YOUR TASKS |
A. In the piece on whether football matters, swap "perspective" for "standpoint" and write out the stretch from "What is clear" through "remains – does football actually matter?".
B. According to the piece on whether football matters, which foreign top divisions are some fans clinging on to?

PASSAGE SHOWN |
************
I’ve endured some strange things supporting Sunderland: games called off for snow; beach ball deflected winners; Jack Rodwell – none come close to the current climate, in the wake of Covid-19, and an interesting question has risen to the surface: just how much does football actually matter?
To give it some context, regular discussions have been taking place amongst supporters with a multitude of positions being established. Some feel that it is not important in the slightest, and that the current situation requires all thought. Others have a simpler view – I haven’t really thought about it.
Contrastingly, a lot of fans are at a loss since the ceasing of football activity. Some are hopelessly clinging on to the German or Belarusian top divisions, with others desperate for the return of their team’s matches. There is a sea of discussion regarding PPG, voiding leagues and empty stadiums, side by side with talk of infection, illness, and sadly death.
Health is paramount and should be a massive focus to us all, however why do we have to forget about the things that we enjoy? Are we being made to think like this, or is it just a case of some supporters generally not having as much love for the game as is suggested?
There is a strong public feeling that we should be forgoing our pastimes, and purely focusing on health with particular emphasis on the prevention of Covid-19 – should we accept this notion, however?
Our hobbies and interests are part of what makes us who we are and expressing remorse for their absence should not result in scolding from others. Football, for many, is what the week is all about. You work day in, day out and then get that release come match day – last minute winners, camaraderie in the stands.
This is what they live for, and I count myself among their ranks.
Perhaps this could be linked to a growing trend of match-goers that have a passing interest in the actual match played on a Saturday (insert Sky TV change here), and prefer the pub more. The poor football we have all become far too accustomed to, plays are part, as well as the growing rich/poor divide in football.
People are switching off, and maybe a pandemic has just accelerated a natural progression for some, with others only holding a limited interest already anyway.
We should care about our club. Even those with a fleeing interest must do, considering something got them to attend originally.
It is the framing of a lot of our lives and those who have gone before us. Football is disillusioning many, and I think that has led to the position we have now with many feeling football is a mere trifle. In Sunderland’s case, catastrophically poor decisions on and off the pitch has forced the issue, though people still care enough to at least complain and cling on to the hope that the good times will one day return.
What is clear is that football certainly matters from a discussion perspective, regardless of the position you hold. However, the question remains – does football actually matter?
There is no simple answer, and the importance of football is a labyrinth of debate and deliberation. One thing is certain though, as far as this author is concerned – as long as Sunderland is here, football will matter.
************
GIVEN ENTRIES |
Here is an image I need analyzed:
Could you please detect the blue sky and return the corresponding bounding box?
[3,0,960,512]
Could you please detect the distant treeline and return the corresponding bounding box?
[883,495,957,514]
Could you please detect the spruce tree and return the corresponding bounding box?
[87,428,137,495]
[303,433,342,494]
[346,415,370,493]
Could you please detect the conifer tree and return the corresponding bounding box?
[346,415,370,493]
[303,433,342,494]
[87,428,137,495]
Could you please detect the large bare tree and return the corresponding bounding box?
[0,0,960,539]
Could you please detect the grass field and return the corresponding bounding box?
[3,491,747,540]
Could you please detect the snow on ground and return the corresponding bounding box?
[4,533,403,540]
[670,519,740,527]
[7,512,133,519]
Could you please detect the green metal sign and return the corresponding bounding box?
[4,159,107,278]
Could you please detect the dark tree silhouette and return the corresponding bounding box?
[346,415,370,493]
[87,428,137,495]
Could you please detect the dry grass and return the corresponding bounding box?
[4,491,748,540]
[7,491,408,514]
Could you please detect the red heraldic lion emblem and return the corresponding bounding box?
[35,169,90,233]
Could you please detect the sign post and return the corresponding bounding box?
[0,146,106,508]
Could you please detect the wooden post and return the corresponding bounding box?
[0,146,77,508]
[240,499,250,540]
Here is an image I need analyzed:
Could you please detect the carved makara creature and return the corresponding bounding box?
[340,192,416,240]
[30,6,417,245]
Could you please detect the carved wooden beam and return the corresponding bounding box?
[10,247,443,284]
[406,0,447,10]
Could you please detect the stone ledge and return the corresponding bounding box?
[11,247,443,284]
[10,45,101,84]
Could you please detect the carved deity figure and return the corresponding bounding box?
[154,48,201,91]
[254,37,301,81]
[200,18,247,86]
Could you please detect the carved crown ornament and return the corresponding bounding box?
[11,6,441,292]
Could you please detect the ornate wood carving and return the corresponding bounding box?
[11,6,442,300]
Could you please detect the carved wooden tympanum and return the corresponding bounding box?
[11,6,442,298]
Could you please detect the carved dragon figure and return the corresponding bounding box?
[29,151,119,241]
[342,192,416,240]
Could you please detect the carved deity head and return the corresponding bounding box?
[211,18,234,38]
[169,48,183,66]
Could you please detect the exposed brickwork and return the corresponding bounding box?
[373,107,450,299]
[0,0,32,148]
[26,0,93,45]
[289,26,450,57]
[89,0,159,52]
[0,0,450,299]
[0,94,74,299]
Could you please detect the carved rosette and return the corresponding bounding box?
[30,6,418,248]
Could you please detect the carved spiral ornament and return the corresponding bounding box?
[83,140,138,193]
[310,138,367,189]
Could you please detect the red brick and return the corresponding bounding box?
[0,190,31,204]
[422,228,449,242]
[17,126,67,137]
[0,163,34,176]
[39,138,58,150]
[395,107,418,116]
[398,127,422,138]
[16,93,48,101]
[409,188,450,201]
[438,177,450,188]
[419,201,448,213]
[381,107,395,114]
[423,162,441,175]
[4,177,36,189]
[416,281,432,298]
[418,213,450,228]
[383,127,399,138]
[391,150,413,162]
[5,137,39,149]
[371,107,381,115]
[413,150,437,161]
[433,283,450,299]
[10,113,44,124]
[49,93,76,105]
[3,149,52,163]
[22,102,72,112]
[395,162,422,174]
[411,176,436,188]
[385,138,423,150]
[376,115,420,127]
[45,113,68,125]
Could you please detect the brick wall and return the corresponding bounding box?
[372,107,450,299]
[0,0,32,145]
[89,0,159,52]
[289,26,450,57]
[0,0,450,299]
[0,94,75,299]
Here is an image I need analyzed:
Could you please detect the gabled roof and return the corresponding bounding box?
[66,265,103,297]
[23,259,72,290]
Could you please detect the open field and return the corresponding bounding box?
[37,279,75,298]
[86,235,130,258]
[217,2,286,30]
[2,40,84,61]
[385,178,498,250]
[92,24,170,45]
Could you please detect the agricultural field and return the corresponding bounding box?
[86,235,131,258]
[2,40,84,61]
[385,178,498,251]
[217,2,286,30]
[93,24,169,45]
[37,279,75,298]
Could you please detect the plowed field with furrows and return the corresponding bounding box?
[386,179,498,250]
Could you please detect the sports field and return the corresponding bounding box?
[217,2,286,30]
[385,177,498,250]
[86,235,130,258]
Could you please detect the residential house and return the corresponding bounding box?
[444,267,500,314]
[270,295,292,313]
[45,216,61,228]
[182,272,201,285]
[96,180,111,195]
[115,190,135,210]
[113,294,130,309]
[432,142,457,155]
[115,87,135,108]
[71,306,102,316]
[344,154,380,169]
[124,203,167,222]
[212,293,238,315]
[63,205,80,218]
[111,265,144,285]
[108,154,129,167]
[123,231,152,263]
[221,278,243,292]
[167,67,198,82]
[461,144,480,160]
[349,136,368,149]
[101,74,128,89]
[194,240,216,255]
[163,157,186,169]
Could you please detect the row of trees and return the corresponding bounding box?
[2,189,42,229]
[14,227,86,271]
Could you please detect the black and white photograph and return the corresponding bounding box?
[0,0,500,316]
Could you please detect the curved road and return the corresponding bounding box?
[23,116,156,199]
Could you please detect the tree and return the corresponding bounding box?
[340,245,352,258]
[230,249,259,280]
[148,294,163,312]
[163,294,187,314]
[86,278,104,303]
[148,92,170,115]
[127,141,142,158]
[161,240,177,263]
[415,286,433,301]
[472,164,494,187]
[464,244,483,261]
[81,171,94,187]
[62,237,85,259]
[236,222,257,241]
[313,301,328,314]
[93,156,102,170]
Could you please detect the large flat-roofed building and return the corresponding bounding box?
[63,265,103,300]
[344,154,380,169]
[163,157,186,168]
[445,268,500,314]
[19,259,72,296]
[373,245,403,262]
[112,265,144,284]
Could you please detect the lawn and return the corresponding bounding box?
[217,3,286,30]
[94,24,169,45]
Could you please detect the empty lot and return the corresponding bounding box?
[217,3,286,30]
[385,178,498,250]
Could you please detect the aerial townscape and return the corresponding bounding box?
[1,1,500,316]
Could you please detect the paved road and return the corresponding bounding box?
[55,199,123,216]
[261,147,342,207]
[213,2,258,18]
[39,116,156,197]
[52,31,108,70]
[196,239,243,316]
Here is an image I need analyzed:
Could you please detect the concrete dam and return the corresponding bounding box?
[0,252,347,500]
************
RESPONSES |
A.
What is clear is that football certainly matters from a discussion standpoint, regardless of the position you hold. However, the question remains – does football actually matter?

B. The German and Belarusian top divisions.